● **Задачи для решения**
A: Ответьте на вопросы по отрывку о питерском гарнизоне:
(i) Что осталось в Питере от настоящих гвардейских полков?
(ii) Сколько человек было в ротах?
(iii) Кто отклонил предложение разместить в Питере несколько надежных строевых частей?
B: Продолжите отрывок о питерском гарнизоне, начав сразу после его последней фразы.

● **Отрывок из текста**
· · · ·

Ненадежных казаков перестали выпускать из казарм. Но столичная пехота была ничуть не лучше. По традиции здесь квартировала гвардия. Точнее, настоящие гвардейские полки были на фронте, а в Питере остались от них запасные батальоны для формирования пополнений. Численность их была огромной, каждый батальон с хорошую дивизию, в ротах по полторы тысячи. Главным образом только что призванные новобранцы. Попадали сюда и после лазаретов, попадали пойманные дезертиры и отбывшие срок преступники. Сюда же направляли местных, питерских призывников (а поскольку на большинстве заводов была броня, этот контингент оказывался вообще сомнительным – из безработных и чернорабочих, не подлежащих бронированию). Офицеры – из инвалидов, из только что окончивших училища, из умеющих устраиваться в тылу. Да и было их по штатному составу – как на нормальный батальон. Они не только своих солдат, но и унтеров порой не знали, разве это возможно в такой массе, постоянно меняющейся? Ни о какой толковой подготовке там речи быть не могло – на фронте прибывших солдат приходилось учить заново. А что уж говорить о какой-то спайке, дисциплине, боевом духе? Предложение разместить в Питере несколько надежных строевых частей, именно на случай беспорядков, Хабалов в свое время отклонил. Лишние части – лишние заботы.

· · · ·

● **Записи**
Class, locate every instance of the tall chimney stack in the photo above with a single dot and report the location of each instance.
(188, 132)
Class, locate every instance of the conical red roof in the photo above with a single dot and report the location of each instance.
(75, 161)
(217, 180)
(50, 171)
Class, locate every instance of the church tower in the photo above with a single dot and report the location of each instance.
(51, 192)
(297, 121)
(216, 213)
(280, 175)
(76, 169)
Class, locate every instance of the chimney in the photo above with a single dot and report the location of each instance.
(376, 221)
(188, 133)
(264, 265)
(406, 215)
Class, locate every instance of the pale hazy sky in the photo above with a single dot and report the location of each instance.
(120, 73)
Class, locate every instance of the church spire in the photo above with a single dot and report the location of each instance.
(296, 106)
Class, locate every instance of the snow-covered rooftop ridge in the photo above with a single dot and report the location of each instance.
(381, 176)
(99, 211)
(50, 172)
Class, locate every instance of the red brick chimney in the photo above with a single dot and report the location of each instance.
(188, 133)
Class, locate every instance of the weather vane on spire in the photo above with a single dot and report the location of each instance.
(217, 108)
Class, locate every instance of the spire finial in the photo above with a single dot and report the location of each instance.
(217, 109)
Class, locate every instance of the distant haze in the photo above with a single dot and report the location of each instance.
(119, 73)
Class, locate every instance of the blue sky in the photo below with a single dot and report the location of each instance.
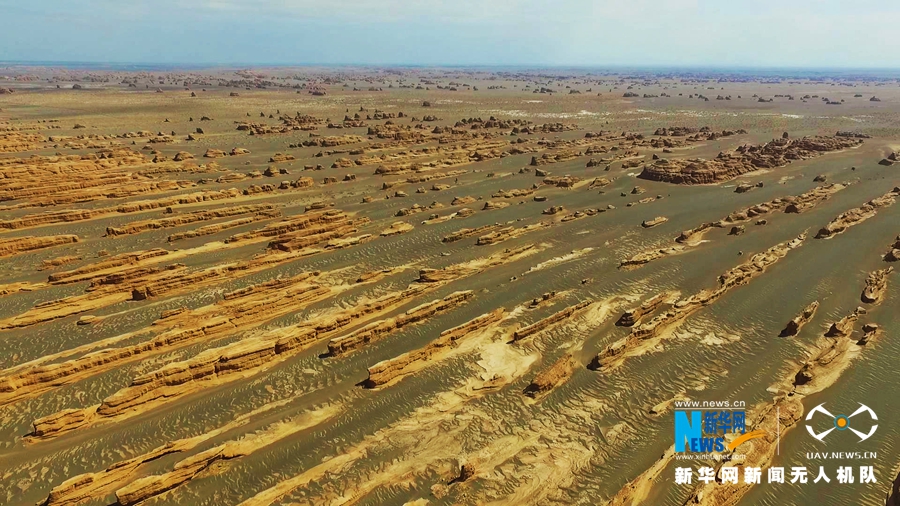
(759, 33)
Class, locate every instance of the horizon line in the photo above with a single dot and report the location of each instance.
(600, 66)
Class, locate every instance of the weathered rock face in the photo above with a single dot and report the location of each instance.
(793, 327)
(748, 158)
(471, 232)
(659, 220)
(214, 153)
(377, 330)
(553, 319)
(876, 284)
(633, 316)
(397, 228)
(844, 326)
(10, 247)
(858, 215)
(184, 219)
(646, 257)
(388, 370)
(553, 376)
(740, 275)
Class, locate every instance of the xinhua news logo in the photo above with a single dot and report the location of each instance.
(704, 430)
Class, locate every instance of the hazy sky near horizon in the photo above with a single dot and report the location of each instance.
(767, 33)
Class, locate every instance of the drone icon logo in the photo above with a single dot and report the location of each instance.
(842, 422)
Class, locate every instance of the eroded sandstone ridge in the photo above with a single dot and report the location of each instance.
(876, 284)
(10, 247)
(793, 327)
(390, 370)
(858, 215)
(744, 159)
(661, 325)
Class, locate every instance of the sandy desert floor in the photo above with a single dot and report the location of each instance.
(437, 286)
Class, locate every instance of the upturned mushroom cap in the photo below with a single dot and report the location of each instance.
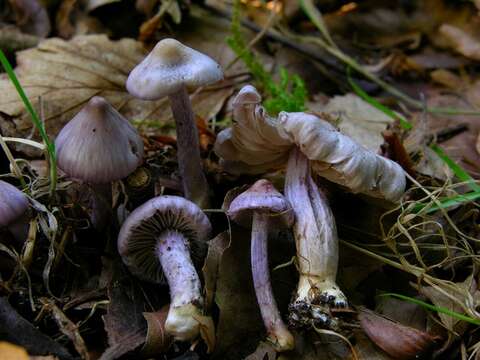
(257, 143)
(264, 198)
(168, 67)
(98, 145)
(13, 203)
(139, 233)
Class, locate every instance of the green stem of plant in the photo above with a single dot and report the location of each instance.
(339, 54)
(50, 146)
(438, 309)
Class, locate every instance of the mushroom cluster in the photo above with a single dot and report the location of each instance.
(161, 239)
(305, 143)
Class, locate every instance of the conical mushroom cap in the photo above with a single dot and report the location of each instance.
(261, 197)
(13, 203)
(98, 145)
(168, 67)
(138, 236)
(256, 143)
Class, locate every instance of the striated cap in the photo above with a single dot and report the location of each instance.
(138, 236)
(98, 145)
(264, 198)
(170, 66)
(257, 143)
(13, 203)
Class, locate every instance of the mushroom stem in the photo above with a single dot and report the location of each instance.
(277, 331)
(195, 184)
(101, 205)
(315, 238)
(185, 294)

· · · ·

● **Ответы по порядку**
A:
(i) Запасные батальоны для формирования пополнений.
(ii) По полторы тысячи.
(iii) Хабалов.

B:
Теперь «гвардейские части» выводили в оцепления, и они стояли. Манифестантам это нисколько не мешало. Демонстрации убирали флаги, разбивались на группы и свободно проходили сквозь оцепления: гулять-то не запрещается. Или обтекали по боковым улицам – планы оцеплений оказались таковы, что вполне это позволяли. Никакого разгона солдаты, конечно, не производили – офицеры опасались пускать их, ненадежных и совершенно необученных. Многим офицерам претила такая «грязная работа», бросающая пятно на их честь. По военному времени часть их была из тех же студентов, и, если бы не мундир, с удовольствием сами покричали бы «долой!».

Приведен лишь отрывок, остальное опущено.